*REQUIRED WORK*.
Your response should contain every line from the data below that holds the string "shadowed".

PROVIDED DATA below:

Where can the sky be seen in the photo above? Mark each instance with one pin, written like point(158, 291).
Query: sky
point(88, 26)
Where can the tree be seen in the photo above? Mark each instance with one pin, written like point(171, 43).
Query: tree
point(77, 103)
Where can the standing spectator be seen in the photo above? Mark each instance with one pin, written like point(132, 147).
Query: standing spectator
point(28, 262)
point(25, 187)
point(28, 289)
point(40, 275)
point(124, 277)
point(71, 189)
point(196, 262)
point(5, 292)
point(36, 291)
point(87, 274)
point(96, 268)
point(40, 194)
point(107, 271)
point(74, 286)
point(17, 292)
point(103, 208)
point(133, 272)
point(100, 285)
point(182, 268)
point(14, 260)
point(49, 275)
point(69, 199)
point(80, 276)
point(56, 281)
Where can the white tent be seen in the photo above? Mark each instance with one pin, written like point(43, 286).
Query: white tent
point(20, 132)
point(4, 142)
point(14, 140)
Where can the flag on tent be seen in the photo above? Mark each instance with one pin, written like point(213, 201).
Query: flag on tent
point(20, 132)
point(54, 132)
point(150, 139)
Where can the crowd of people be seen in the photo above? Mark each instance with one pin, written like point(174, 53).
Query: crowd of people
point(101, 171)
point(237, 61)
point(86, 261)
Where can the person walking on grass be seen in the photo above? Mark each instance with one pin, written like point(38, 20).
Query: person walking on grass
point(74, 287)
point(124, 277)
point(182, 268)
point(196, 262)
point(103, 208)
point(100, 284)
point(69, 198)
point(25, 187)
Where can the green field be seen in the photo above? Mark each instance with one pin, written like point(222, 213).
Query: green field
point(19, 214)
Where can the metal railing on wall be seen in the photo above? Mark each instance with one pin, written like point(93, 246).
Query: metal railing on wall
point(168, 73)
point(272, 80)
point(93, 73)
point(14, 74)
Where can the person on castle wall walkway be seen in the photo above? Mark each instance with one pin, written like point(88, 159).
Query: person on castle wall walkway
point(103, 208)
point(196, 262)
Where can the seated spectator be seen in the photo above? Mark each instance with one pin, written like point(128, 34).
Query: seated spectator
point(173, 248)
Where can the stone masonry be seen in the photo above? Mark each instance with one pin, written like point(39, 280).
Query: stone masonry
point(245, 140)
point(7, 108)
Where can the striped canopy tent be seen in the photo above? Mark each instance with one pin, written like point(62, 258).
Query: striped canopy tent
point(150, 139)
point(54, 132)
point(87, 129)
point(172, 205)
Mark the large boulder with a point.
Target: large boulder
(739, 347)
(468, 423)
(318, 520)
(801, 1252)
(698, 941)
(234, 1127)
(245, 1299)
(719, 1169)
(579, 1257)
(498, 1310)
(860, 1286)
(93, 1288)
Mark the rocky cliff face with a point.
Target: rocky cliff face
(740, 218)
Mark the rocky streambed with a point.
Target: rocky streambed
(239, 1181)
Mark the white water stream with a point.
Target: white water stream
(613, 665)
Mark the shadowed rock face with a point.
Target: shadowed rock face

End of PROVIDED DATA.

*SOLUTION TO THE PROBLEM*.
Mark the shadowed rock face with a point.
Target: shadowed rock face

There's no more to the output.